Task to carry out – Filter the listing and keep only the lines with the word "target".

=== Begin Enclosure ===

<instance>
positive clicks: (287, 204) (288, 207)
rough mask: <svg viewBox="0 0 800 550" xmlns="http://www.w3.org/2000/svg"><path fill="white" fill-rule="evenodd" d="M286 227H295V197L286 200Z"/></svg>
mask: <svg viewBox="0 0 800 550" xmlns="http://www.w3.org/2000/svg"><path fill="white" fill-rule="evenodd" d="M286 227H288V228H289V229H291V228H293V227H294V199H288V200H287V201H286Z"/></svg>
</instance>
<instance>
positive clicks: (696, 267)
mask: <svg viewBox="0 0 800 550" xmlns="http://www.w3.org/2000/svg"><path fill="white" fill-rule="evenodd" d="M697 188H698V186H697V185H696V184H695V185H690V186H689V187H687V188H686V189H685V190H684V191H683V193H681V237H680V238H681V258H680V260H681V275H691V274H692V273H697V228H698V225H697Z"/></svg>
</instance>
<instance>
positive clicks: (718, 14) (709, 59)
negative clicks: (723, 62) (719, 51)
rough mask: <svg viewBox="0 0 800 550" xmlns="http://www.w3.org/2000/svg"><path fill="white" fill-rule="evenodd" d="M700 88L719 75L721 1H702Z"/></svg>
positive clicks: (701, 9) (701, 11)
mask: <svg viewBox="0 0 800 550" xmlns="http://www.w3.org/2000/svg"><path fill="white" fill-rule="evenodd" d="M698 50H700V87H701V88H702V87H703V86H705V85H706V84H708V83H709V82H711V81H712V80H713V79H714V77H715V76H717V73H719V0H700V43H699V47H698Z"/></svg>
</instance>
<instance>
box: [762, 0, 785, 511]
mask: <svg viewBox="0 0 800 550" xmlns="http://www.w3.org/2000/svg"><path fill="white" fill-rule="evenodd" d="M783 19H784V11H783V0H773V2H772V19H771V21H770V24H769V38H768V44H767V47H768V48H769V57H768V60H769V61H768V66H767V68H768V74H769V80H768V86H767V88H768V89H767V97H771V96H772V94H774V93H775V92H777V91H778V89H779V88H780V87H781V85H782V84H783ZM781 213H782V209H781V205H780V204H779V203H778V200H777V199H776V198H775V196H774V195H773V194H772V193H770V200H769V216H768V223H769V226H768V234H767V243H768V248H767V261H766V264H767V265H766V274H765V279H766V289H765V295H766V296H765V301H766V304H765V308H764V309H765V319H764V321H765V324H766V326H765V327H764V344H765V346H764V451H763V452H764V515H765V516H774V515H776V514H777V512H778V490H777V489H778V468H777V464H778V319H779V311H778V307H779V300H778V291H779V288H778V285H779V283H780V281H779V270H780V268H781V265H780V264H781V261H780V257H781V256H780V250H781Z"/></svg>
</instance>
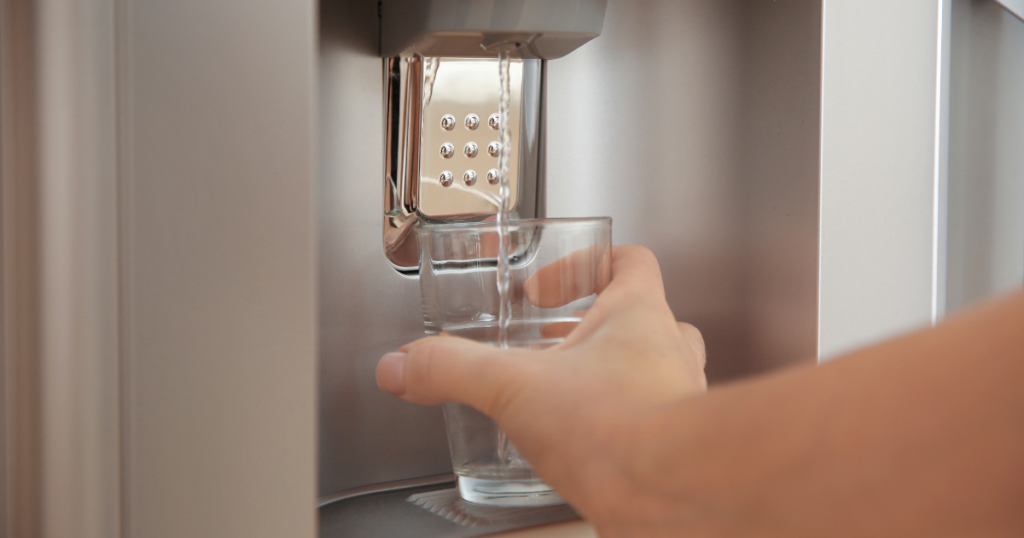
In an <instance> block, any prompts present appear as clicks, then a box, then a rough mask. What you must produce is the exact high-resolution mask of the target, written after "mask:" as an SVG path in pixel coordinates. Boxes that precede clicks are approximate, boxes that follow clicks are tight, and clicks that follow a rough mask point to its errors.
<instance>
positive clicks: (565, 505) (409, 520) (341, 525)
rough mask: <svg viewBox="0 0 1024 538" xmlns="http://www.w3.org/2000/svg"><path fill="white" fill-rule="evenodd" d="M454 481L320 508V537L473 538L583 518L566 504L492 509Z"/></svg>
mask: <svg viewBox="0 0 1024 538" xmlns="http://www.w3.org/2000/svg"><path fill="white" fill-rule="evenodd" d="M454 486H455V484H454V483H446V484H439V485H434V486H424V487H419V488H408V489H400V490H392V491H385V492H381V493H374V494H370V495H361V496H358V497H352V498H348V499H345V500H342V501H338V502H334V503H331V504H328V505H326V506H323V507H322V508H321V509H319V537H321V538H341V537H352V536H358V537H360V538H361V537H366V538H375V537H378V536H379V537H382V538H471V537H474V536H484V535H487V534H492V533H498V532H503V531H511V530H514V529H522V528H526V527H532V526H537V525H545V524H550V523H556V522H561V521H566V520H571V519H575V518H578V515H577V514H575V512H574V511H572V508H571V507H569V506H567V505H558V506H540V507H536V508H535V507H529V508H523V507H512V508H502V507H492V506H481V505H477V504H472V503H467V502H465V501H463V500H462V499H461V498H460V497H459V494H458V492H457V491H456V490H455V488H454Z"/></svg>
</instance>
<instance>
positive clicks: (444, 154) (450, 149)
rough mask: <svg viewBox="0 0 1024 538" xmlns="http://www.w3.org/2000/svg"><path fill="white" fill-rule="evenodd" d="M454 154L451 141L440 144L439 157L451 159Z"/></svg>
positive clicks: (452, 146)
mask: <svg viewBox="0 0 1024 538" xmlns="http://www.w3.org/2000/svg"><path fill="white" fill-rule="evenodd" d="M453 155H455V146H452V142H444V143H442V144H441V157H443V158H445V159H451V158H452V156H453Z"/></svg>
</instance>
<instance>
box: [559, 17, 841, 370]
mask: <svg viewBox="0 0 1024 538" xmlns="http://www.w3.org/2000/svg"><path fill="white" fill-rule="evenodd" d="M820 9H821V6H820V4H819V3H817V2H798V1H794V0H779V1H777V2H742V1H734V2H719V1H691V2H675V1H670V0H665V1H611V2H609V3H608V10H607V14H606V17H605V28H604V32H603V33H602V35H601V37H600V38H598V39H596V40H594V42H592V43H590V44H588V45H587V46H585V47H582V48H581V49H580V50H578V51H575V52H573V53H572V54H569V55H568V56H566V57H564V58H561V59H558V60H552V61H549V63H548V79H547V84H548V90H547V96H546V99H547V105H546V107H547V114H548V119H547V129H548V130H547V138H548V144H547V162H548V169H547V177H548V181H547V183H548V191H547V198H548V202H547V208H548V215H549V216H585V215H609V216H611V217H613V219H614V238H615V243H618V244H623V243H639V244H642V245H645V246H647V247H649V248H650V249H651V250H653V251H654V253H655V254H656V255H657V257H658V260H659V261H660V263H662V267H663V274H664V276H665V281H666V291H667V294H668V298H669V302H670V304H671V305H672V308H673V311H674V312H675V314H676V317H677V318H678V319H680V320H684V321H688V322H691V323H693V324H695V325H696V326H697V327H698V328H699V329H700V330H701V332H702V333H703V335H705V338H706V340H707V342H708V354H709V359H708V373H709V375H710V378H711V380H712V381H713V382H717V381H722V380H724V379H728V378H735V377H739V376H744V375H750V374H752V373H755V372H759V371H763V370H767V369H770V368H773V367H777V366H781V365H784V364H792V363H794V362H799V361H813V360H814V357H815V341H816V333H817V324H816V311H817V308H816V299H817V282H816V281H817V253H818V252H817V239H818V237H817V227H818V226H817V224H818V211H817V210H818V150H817V148H818V147H817V139H818V118H819V100H818V89H819V80H820V79H819V66H820V20H821V19H820V16H821V11H820Z"/></svg>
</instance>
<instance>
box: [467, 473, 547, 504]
mask: <svg viewBox="0 0 1024 538" xmlns="http://www.w3.org/2000/svg"><path fill="white" fill-rule="evenodd" d="M459 496H460V497H462V498H463V500H466V501H469V502H472V503H474V504H485V505H488V506H550V505H554V504H565V501H564V500H563V499H562V496H561V495H559V494H558V492H556V491H555V490H553V489H551V486H548V485H547V484H545V483H544V482H543V481H541V479H522V480H515V479H503V480H488V479H474V478H470V477H463V475H459Z"/></svg>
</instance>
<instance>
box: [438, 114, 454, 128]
mask: <svg viewBox="0 0 1024 538" xmlns="http://www.w3.org/2000/svg"><path fill="white" fill-rule="evenodd" d="M441 129H444V130H445V131H451V130H452V129H455V116H452V115H451V114H445V115H444V116H441Z"/></svg>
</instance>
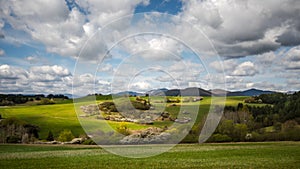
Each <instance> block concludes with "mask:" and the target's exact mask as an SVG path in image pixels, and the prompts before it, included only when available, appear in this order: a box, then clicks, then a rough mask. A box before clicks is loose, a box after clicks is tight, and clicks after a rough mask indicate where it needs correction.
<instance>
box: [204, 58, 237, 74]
mask: <svg viewBox="0 0 300 169" xmlns="http://www.w3.org/2000/svg"><path fill="white" fill-rule="evenodd" d="M209 66H210V67H212V68H213V69H215V70H216V71H218V72H223V71H224V72H226V73H228V72H232V71H233V70H234V69H235V67H237V66H238V62H237V61H236V60H234V59H229V60H224V61H213V62H211V63H210V64H209Z"/></svg>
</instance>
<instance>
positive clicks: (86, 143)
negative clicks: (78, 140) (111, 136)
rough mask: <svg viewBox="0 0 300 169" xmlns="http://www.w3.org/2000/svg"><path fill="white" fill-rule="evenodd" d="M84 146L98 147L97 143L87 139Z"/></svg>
mask: <svg viewBox="0 0 300 169" xmlns="http://www.w3.org/2000/svg"><path fill="white" fill-rule="evenodd" d="M82 144H84V145H96V143H95V142H94V141H93V140H92V139H87V140H84V142H82Z"/></svg>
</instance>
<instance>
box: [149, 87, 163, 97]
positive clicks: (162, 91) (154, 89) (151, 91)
mask: <svg viewBox="0 0 300 169" xmlns="http://www.w3.org/2000/svg"><path fill="white" fill-rule="evenodd" d="M166 91H168V89H166V88H161V89H154V90H149V91H148V92H146V93H147V94H149V95H150V96H158V95H161V94H162V93H163V92H166Z"/></svg>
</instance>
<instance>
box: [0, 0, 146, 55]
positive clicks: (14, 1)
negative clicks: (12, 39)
mask: <svg viewBox="0 0 300 169" xmlns="http://www.w3.org/2000/svg"><path fill="white" fill-rule="evenodd" d="M75 3H77V4H78V5H79V6H80V7H79V9H78V8H77V7H73V8H72V10H69V9H68V7H67V4H66V2H65V1H61V0H51V1H38V0H25V1H1V2H0V6H1V9H2V10H0V11H1V12H0V16H1V17H0V19H1V20H2V19H4V20H6V21H7V22H8V23H9V24H10V25H12V27H13V28H14V29H17V30H22V31H25V32H27V33H28V34H29V35H30V36H31V37H32V38H33V39H34V40H37V41H40V42H42V43H43V44H45V46H46V49H47V51H49V52H53V53H57V54H60V55H63V56H73V57H75V56H77V55H78V54H79V51H80V49H81V48H82V47H83V45H84V43H85V42H86V40H87V39H88V37H89V36H91V35H92V34H93V33H94V32H95V31H96V30H97V29H98V28H99V27H102V26H104V25H105V24H107V23H108V22H111V21H112V20H114V19H117V18H119V17H122V16H125V15H128V14H131V13H133V11H134V8H135V6H136V5H138V4H139V3H144V4H147V1H142V0H111V1H104V0H101V1H98V0H97V1H96V0H84V1H75ZM81 10H85V11H88V13H87V15H85V14H84V13H82V11H81ZM119 29H122V25H120V27H119ZM98 42H99V41H97V42H95V45H90V48H88V49H86V50H85V51H84V52H85V53H83V55H82V56H83V57H87V60H91V59H94V57H96V58H98V57H99V55H101V54H104V53H105V52H106V48H105V45H104V46H103V47H100V45H101V44H99V43H98ZM94 46H97V47H94ZM92 53H97V55H92Z"/></svg>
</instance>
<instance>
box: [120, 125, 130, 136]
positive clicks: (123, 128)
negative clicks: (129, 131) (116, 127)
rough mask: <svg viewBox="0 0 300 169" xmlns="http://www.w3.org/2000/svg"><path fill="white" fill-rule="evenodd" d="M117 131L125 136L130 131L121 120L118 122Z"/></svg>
mask: <svg viewBox="0 0 300 169" xmlns="http://www.w3.org/2000/svg"><path fill="white" fill-rule="evenodd" d="M117 131H118V132H119V133H121V134H123V135H125V136H128V135H130V132H129V129H128V126H127V124H126V123H125V122H121V123H120V124H119V126H118V127H117Z"/></svg>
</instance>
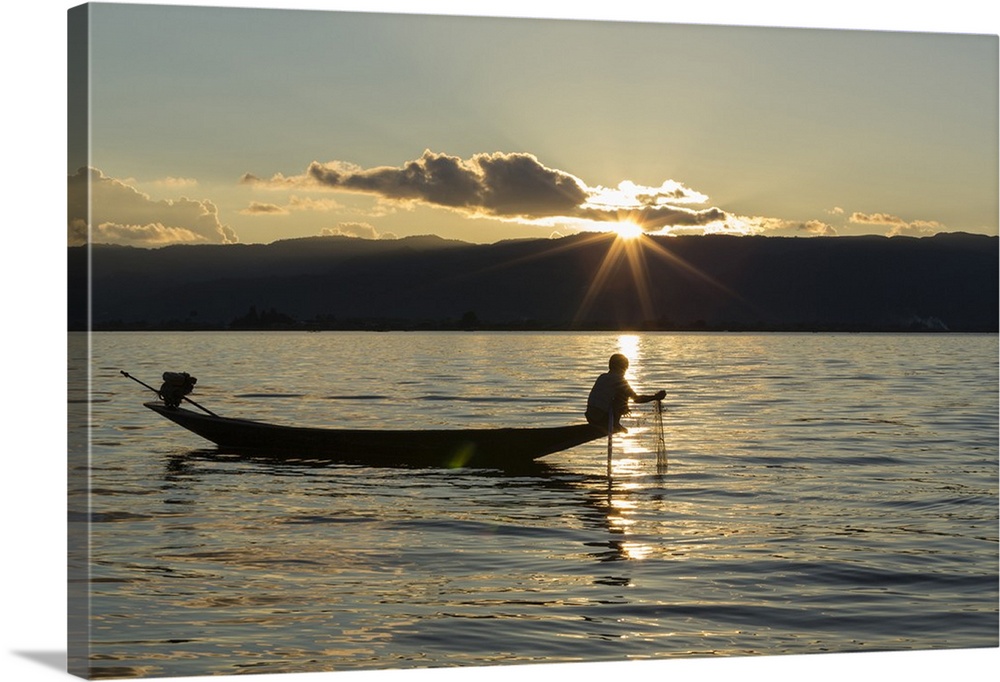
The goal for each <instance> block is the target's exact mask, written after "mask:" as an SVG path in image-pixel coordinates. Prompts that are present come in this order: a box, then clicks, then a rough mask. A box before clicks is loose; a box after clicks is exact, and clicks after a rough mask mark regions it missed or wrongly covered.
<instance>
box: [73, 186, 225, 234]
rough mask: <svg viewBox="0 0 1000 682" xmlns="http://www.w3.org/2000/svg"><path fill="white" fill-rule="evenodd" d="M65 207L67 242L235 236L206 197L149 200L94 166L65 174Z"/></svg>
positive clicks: (143, 194) (143, 195)
mask: <svg viewBox="0 0 1000 682" xmlns="http://www.w3.org/2000/svg"><path fill="white" fill-rule="evenodd" d="M88 198H89V201H88ZM68 209H69V215H68V219H69V220H68V237H69V243H70V244H71V245H78V244H82V243H85V242H86V241H87V240H88V238H89V240H91V241H93V242H106V243H113V244H133V245H160V244H165V243H174V242H201V243H224V244H225V243H234V242H237V241H238V238H237V237H236V233H235V232H233V230H232V229H231V228H229V227H228V226H227V225H223V224H222V223H221V222H220V221H219V212H218V209H217V208H216V206H215V205H214V204H213V203H211V202H210V201H197V200H194V199H187V198H183V197H182V198H180V199H172V200H160V201H154V200H153V199H151V198H150V197H149V195H147V194H144V193H142V192H140V191H138V190H137V189H135V188H134V187H132V186H131V185H129V184H127V183H125V182H122V181H121V180H116V179H114V178H111V177H108V176H106V175H104V173H102V172H101V171H100V170H98V169H96V168H81V169H79V170H78V171H77V172H76V173H75V174H73V175H71V176H69V193H68Z"/></svg>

=== End Enclosure ===

Finished task –
In an <instance> block, any prompts present appear as clicks, then a box, then a rough mask. What you must produce is the exact high-resolution mask of the target, written after "mask:" as an SVG path in pixel coordinates. Boxes that precede clicks are approximate, boxes that follow clicks are tight, and clicks that follow a rough mask point to its errors.
Each <instance> block concludes with "mask:" and the target's exact mask as an SVG path in image pixels, and the prompts before it, included only when available, appear in this order: a box, then clicks, then a rough mask. A box before clicks is loose, a box after clicks is tight, and clicks after a rough mask indicate where it needs correction.
The goal for each <instance> block is the target's exact mask, written after "mask:" as an SVG path in image-pixel coordinates. Prompts that are present come in this order: a box, then clicks, then a rough mask. A box before clicks is loose; a box after clicks is exact, and clicks after a rough mask mark regions it missed or wrongly covered.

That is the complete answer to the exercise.